_Material shown_
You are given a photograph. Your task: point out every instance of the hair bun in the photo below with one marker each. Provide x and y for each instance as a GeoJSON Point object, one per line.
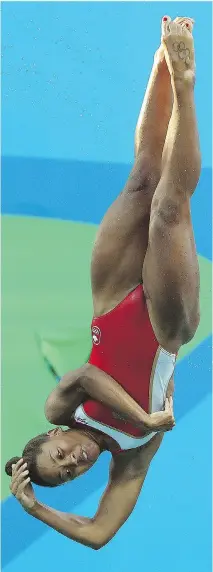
{"type": "Point", "coordinates": [8, 466]}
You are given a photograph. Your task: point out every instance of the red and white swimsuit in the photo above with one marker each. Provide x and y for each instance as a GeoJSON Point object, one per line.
{"type": "Point", "coordinates": [125, 347]}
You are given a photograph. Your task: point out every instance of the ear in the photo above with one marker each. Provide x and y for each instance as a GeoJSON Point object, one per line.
{"type": "Point", "coordinates": [54, 432]}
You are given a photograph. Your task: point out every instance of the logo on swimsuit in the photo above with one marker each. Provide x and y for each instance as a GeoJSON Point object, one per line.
{"type": "Point", "coordinates": [96, 335]}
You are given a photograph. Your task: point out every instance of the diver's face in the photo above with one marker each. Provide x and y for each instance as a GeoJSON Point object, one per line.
{"type": "Point", "coordinates": [66, 455]}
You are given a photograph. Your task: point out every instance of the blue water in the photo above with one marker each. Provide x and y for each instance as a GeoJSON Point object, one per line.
{"type": "Point", "coordinates": [73, 80]}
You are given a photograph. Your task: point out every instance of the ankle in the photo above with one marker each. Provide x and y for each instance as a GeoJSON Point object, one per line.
{"type": "Point", "coordinates": [183, 83]}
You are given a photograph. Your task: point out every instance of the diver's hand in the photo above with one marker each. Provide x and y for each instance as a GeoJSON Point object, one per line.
{"type": "Point", "coordinates": [163, 420]}
{"type": "Point", "coordinates": [21, 487]}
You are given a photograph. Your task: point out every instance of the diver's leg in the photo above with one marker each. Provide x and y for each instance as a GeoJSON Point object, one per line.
{"type": "Point", "coordinates": [170, 272]}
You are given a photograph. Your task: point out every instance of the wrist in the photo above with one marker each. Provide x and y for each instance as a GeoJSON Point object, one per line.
{"type": "Point", "coordinates": [34, 509]}
{"type": "Point", "coordinates": [148, 421]}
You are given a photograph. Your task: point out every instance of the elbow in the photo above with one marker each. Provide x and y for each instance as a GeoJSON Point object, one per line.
{"type": "Point", "coordinates": [49, 412]}
{"type": "Point", "coordinates": [100, 544]}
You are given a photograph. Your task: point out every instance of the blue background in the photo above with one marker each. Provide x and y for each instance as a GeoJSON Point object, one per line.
{"type": "Point", "coordinates": [74, 76]}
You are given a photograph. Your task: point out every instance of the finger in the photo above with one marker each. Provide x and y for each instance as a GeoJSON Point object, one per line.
{"type": "Point", "coordinates": [171, 402]}
{"type": "Point", "coordinates": [20, 470]}
{"type": "Point", "coordinates": [15, 485]}
{"type": "Point", "coordinates": [16, 466]}
{"type": "Point", "coordinates": [166, 407]}
{"type": "Point", "coordinates": [21, 488]}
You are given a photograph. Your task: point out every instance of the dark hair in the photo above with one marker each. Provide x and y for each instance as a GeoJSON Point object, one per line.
{"type": "Point", "coordinates": [30, 453]}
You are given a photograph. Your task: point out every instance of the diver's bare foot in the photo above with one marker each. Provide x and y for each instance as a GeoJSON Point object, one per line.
{"type": "Point", "coordinates": [178, 44]}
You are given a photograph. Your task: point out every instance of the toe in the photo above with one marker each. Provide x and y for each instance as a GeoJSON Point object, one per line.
{"type": "Point", "coordinates": [165, 25]}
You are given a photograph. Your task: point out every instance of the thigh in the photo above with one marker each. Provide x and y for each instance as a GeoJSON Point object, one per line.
{"type": "Point", "coordinates": [122, 239]}
{"type": "Point", "coordinates": [171, 276]}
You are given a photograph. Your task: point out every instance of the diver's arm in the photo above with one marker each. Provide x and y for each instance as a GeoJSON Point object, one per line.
{"type": "Point", "coordinates": [91, 382]}
{"type": "Point", "coordinates": [127, 475]}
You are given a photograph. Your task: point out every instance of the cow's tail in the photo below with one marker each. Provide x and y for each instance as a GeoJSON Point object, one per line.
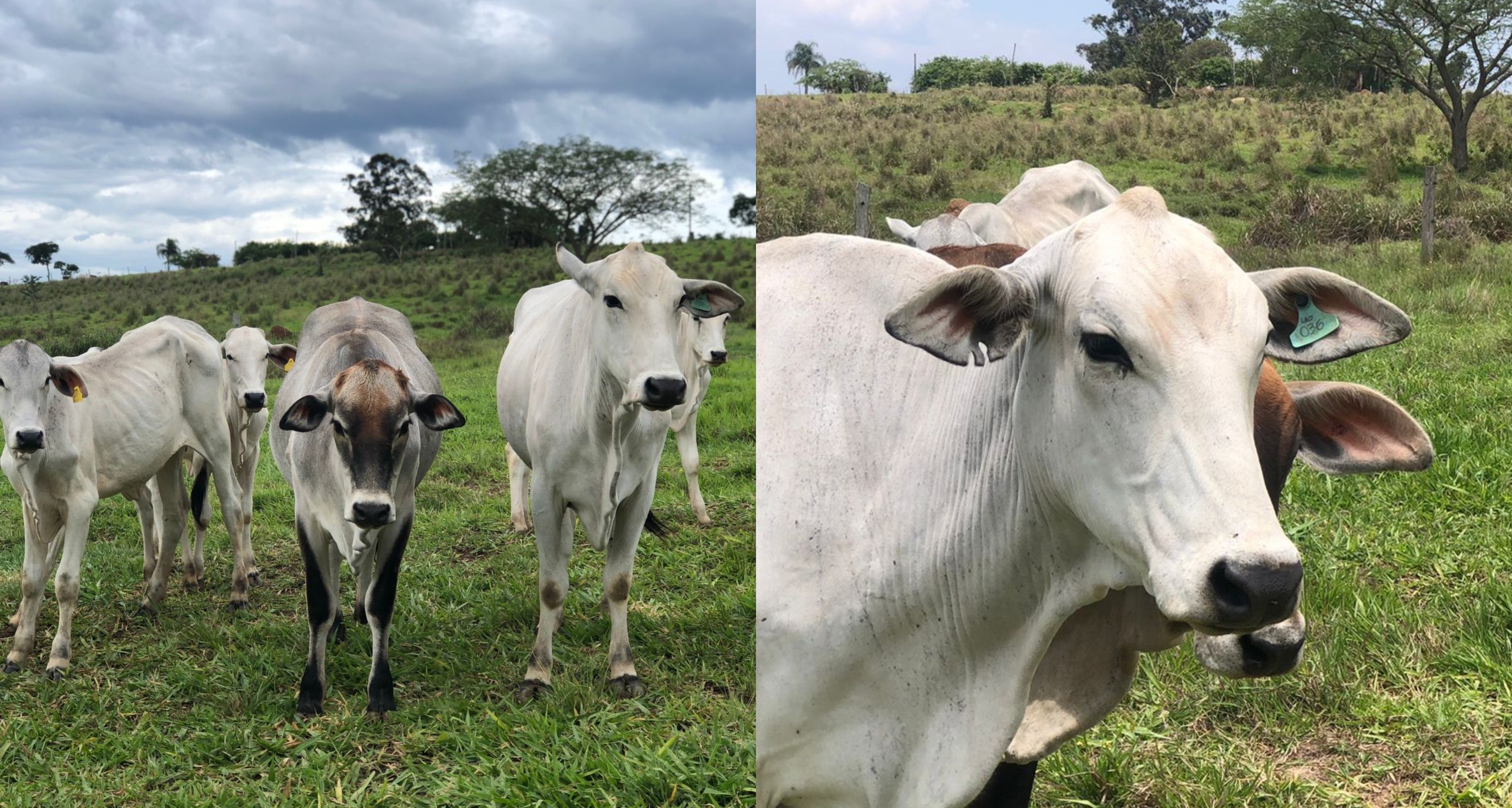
{"type": "Point", "coordinates": [199, 503]}
{"type": "Point", "coordinates": [655, 527]}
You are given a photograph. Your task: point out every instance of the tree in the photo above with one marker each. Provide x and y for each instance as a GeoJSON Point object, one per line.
{"type": "Point", "coordinates": [1452, 52]}
{"type": "Point", "coordinates": [1157, 58]}
{"type": "Point", "coordinates": [847, 76]}
{"type": "Point", "coordinates": [744, 211]}
{"type": "Point", "coordinates": [802, 61]}
{"type": "Point", "coordinates": [391, 206]}
{"type": "Point", "coordinates": [41, 255]}
{"type": "Point", "coordinates": [1122, 29]}
{"type": "Point", "coordinates": [168, 250]}
{"type": "Point", "coordinates": [578, 191]}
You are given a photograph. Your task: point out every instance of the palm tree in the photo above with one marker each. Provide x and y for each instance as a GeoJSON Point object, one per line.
{"type": "Point", "coordinates": [168, 252]}
{"type": "Point", "coordinates": [803, 60]}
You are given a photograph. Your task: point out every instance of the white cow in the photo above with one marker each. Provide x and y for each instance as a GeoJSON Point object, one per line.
{"type": "Point", "coordinates": [586, 389]}
{"type": "Point", "coordinates": [360, 426]}
{"type": "Point", "coordinates": [1046, 200]}
{"type": "Point", "coordinates": [246, 353]}
{"type": "Point", "coordinates": [944, 231]}
{"type": "Point", "coordinates": [924, 531]}
{"type": "Point", "coordinates": [700, 346]}
{"type": "Point", "coordinates": [99, 427]}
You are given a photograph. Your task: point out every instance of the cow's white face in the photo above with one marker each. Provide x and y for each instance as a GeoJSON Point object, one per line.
{"type": "Point", "coordinates": [28, 380]}
{"type": "Point", "coordinates": [247, 353]}
{"type": "Point", "coordinates": [944, 231]}
{"type": "Point", "coordinates": [1134, 408]}
{"type": "Point", "coordinates": [637, 302]}
{"type": "Point", "coordinates": [708, 340]}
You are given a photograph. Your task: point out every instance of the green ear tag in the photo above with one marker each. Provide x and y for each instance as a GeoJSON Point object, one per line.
{"type": "Point", "coordinates": [1313, 324]}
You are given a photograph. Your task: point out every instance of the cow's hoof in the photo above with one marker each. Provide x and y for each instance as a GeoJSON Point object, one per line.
{"type": "Point", "coordinates": [628, 686]}
{"type": "Point", "coordinates": [531, 689]}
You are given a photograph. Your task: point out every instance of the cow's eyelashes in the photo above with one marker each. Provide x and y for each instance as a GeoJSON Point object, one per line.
{"type": "Point", "coordinates": [1106, 348]}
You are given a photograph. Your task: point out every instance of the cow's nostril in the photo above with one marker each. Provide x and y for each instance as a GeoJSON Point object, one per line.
{"type": "Point", "coordinates": [29, 439]}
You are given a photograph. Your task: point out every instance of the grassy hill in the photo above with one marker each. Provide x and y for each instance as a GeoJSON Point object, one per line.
{"type": "Point", "coordinates": [194, 707]}
{"type": "Point", "coordinates": [1405, 689]}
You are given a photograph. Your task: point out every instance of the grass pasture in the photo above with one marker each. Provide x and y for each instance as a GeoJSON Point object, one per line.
{"type": "Point", "coordinates": [1405, 692]}
{"type": "Point", "coordinates": [195, 706]}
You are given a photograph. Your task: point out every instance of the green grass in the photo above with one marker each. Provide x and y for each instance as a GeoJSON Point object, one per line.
{"type": "Point", "coordinates": [1405, 692]}
{"type": "Point", "coordinates": [195, 706]}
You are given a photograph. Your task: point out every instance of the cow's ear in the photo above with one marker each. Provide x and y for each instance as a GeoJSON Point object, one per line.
{"type": "Point", "coordinates": [1349, 317]}
{"type": "Point", "coordinates": [282, 354]}
{"type": "Point", "coordinates": [1351, 429]}
{"type": "Point", "coordinates": [706, 299]}
{"type": "Point", "coordinates": [903, 231]}
{"type": "Point", "coordinates": [69, 382]}
{"type": "Point", "coordinates": [306, 415]}
{"type": "Point", "coordinates": [437, 412]}
{"type": "Point", "coordinates": [961, 312]}
{"type": "Point", "coordinates": [586, 274]}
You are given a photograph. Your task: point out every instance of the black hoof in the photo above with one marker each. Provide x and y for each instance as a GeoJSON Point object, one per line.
{"type": "Point", "coordinates": [531, 689]}
{"type": "Point", "coordinates": [628, 686]}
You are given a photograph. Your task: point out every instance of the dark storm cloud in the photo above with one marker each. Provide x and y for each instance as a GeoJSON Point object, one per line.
{"type": "Point", "coordinates": [129, 123]}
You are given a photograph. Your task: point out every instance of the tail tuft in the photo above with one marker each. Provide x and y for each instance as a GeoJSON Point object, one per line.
{"type": "Point", "coordinates": [655, 527]}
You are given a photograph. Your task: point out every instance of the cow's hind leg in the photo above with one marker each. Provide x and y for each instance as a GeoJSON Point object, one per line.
{"type": "Point", "coordinates": [171, 513]}
{"type": "Point", "coordinates": [554, 550]}
{"type": "Point", "coordinates": [688, 448]}
{"type": "Point", "coordinates": [519, 485]}
{"type": "Point", "coordinates": [380, 616]}
{"type": "Point", "coordinates": [322, 604]}
{"type": "Point", "coordinates": [619, 565]}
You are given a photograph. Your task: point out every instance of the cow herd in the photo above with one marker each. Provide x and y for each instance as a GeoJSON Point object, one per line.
{"type": "Point", "coordinates": [1000, 462]}
{"type": "Point", "coordinates": [596, 373]}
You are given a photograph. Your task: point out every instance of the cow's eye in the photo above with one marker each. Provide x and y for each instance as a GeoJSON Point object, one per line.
{"type": "Point", "coordinates": [1106, 348]}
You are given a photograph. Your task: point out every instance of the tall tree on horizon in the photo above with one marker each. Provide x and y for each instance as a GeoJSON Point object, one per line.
{"type": "Point", "coordinates": [802, 61]}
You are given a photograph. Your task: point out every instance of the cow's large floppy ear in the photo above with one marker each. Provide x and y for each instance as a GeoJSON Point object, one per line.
{"type": "Point", "coordinates": [586, 274]}
{"type": "Point", "coordinates": [706, 299]}
{"type": "Point", "coordinates": [437, 412]}
{"type": "Point", "coordinates": [308, 414]}
{"type": "Point", "coordinates": [69, 382]}
{"type": "Point", "coordinates": [1364, 320]}
{"type": "Point", "coordinates": [903, 231]}
{"type": "Point", "coordinates": [282, 354]}
{"type": "Point", "coordinates": [1351, 429]}
{"type": "Point", "coordinates": [961, 312]}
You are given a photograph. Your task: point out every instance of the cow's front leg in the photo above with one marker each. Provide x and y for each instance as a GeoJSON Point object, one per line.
{"type": "Point", "coordinates": [322, 603]}
{"type": "Point", "coordinates": [40, 539]}
{"type": "Point", "coordinates": [554, 550]}
{"type": "Point", "coordinates": [617, 569]}
{"type": "Point", "coordinates": [380, 616]}
{"type": "Point", "coordinates": [688, 448]}
{"type": "Point", "coordinates": [519, 485]}
{"type": "Point", "coordinates": [76, 531]}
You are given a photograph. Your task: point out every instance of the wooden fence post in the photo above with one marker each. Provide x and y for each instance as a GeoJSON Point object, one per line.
{"type": "Point", "coordinates": [863, 211]}
{"type": "Point", "coordinates": [1428, 214]}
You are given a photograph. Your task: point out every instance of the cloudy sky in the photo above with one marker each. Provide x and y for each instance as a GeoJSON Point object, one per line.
{"type": "Point", "coordinates": [887, 34]}
{"type": "Point", "coordinates": [126, 123]}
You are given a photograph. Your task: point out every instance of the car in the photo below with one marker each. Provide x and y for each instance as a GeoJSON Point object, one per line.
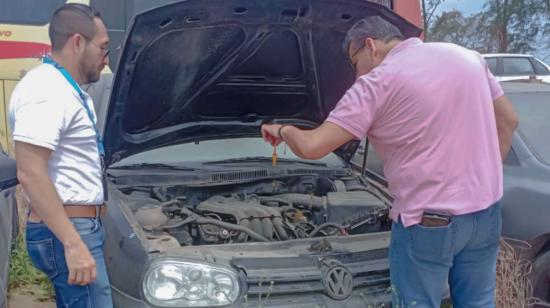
{"type": "Point", "coordinates": [198, 213]}
{"type": "Point", "coordinates": [526, 200]}
{"type": "Point", "coordinates": [508, 67]}
{"type": "Point", "coordinates": [8, 220]}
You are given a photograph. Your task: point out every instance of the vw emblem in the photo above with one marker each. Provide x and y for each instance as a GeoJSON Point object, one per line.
{"type": "Point", "coordinates": [338, 283]}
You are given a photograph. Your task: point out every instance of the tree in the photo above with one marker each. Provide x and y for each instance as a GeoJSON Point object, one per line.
{"type": "Point", "coordinates": [517, 23]}
{"type": "Point", "coordinates": [502, 26]}
{"type": "Point", "coordinates": [428, 9]}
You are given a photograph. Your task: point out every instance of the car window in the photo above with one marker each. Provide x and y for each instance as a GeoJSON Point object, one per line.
{"type": "Point", "coordinates": [517, 66]}
{"type": "Point", "coordinates": [534, 112]}
{"type": "Point", "coordinates": [28, 12]}
{"type": "Point", "coordinates": [492, 63]}
{"type": "Point", "coordinates": [540, 68]}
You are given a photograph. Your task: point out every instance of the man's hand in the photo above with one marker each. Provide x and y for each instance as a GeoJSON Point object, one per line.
{"type": "Point", "coordinates": [270, 133]}
{"type": "Point", "coordinates": [81, 264]}
{"type": "Point", "coordinates": [507, 122]}
{"type": "Point", "coordinates": [308, 144]}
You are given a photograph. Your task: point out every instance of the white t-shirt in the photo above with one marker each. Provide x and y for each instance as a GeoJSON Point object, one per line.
{"type": "Point", "coordinates": [45, 110]}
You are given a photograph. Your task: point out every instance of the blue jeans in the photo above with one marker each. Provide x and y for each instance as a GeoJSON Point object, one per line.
{"type": "Point", "coordinates": [463, 253]}
{"type": "Point", "coordinates": [48, 255]}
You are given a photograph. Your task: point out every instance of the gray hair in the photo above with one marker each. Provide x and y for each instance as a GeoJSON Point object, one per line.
{"type": "Point", "coordinates": [70, 19]}
{"type": "Point", "coordinates": [374, 27]}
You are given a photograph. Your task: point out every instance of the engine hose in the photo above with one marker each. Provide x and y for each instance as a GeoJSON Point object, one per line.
{"type": "Point", "coordinates": [210, 221]}
{"type": "Point", "coordinates": [327, 224]}
{"type": "Point", "coordinates": [192, 217]}
{"type": "Point", "coordinates": [278, 224]}
{"type": "Point", "coordinates": [309, 201]}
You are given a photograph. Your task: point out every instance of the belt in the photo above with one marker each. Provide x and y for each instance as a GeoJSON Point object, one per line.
{"type": "Point", "coordinates": [76, 211]}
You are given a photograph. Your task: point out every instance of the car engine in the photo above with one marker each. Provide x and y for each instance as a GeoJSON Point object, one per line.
{"type": "Point", "coordinates": [263, 211]}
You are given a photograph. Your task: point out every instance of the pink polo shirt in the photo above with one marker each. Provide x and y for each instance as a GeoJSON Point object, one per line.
{"type": "Point", "coordinates": [428, 112]}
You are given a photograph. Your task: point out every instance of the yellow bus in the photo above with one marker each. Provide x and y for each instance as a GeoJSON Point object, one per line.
{"type": "Point", "coordinates": [24, 40]}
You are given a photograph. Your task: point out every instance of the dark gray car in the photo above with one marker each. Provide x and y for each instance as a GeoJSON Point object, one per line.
{"type": "Point", "coordinates": [8, 220]}
{"type": "Point", "coordinates": [526, 201]}
{"type": "Point", "coordinates": [198, 215]}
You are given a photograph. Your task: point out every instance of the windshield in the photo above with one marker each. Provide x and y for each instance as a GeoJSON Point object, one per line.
{"type": "Point", "coordinates": [219, 150]}
{"type": "Point", "coordinates": [28, 12]}
{"type": "Point", "coordinates": [534, 124]}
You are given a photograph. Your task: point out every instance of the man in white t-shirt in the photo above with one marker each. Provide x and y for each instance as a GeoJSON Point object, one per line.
{"type": "Point", "coordinates": [58, 152]}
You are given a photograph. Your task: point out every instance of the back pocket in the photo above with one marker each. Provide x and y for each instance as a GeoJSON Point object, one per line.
{"type": "Point", "coordinates": [85, 226]}
{"type": "Point", "coordinates": [432, 244]}
{"type": "Point", "coordinates": [42, 256]}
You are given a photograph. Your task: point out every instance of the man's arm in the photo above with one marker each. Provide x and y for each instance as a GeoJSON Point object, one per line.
{"type": "Point", "coordinates": [32, 173]}
{"type": "Point", "coordinates": [507, 122]}
{"type": "Point", "coordinates": [308, 144]}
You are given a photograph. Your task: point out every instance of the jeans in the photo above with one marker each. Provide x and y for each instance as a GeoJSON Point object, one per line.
{"type": "Point", "coordinates": [463, 253]}
{"type": "Point", "coordinates": [47, 254]}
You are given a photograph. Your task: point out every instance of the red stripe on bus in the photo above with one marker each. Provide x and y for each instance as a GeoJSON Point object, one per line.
{"type": "Point", "coordinates": [21, 50]}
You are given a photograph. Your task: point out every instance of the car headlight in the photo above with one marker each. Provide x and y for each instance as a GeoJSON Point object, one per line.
{"type": "Point", "coordinates": [174, 283]}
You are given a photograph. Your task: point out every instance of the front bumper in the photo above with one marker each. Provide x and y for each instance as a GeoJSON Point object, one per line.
{"type": "Point", "coordinates": [358, 299]}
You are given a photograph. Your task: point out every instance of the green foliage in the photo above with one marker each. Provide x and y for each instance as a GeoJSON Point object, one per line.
{"type": "Point", "coordinates": [24, 276]}
{"type": "Point", "coordinates": [502, 26]}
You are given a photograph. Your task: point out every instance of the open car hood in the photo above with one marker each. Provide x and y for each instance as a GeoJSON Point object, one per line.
{"type": "Point", "coordinates": [207, 69]}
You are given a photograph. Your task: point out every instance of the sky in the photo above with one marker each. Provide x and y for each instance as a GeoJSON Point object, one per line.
{"type": "Point", "coordinates": [468, 7]}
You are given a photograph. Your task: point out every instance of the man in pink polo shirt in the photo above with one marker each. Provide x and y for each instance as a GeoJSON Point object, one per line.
{"type": "Point", "coordinates": [440, 122]}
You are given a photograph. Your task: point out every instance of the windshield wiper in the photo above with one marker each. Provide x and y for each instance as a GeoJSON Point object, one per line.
{"type": "Point", "coordinates": [153, 166]}
{"type": "Point", "coordinates": [258, 159]}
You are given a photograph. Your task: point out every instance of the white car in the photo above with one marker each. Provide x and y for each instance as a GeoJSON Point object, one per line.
{"type": "Point", "coordinates": [507, 66]}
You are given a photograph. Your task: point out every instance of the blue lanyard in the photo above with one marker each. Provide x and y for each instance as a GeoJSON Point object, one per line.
{"type": "Point", "coordinates": [84, 103]}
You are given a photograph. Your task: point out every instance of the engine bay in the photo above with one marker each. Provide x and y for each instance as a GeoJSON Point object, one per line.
{"type": "Point", "coordinates": [292, 207]}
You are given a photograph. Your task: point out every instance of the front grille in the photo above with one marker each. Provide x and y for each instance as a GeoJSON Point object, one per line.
{"type": "Point", "coordinates": [299, 275]}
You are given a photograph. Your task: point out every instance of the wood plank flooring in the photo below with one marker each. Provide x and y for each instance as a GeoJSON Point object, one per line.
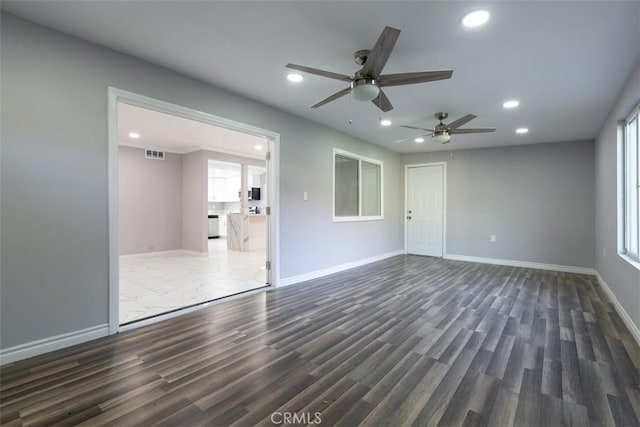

_Instructions to follow_
Find the line that has "the engine bay" in the listing, then retype it and each later line up to the last, exactly. Leave pictures out.

_Response below_
You are given a photograph. Your task: point out every instance of the engine bay in the photo above with one marker each. Provide x and y for each instance as a GeoJSON Point object, one per line.
{"type": "Point", "coordinates": [292, 207]}
You are given a photograph. Your task: point out every instance of the front grille in the photo above with one marker each. Provide x and y for each instance as a GeoJSON Point object, one per line.
{"type": "Point", "coordinates": [299, 275]}
You are given a photograph. Your task: point out every instance of the wood plank flooring in the photo below with one marker each. Provide x and y for each instance as a GeoJSON Point object, one per line.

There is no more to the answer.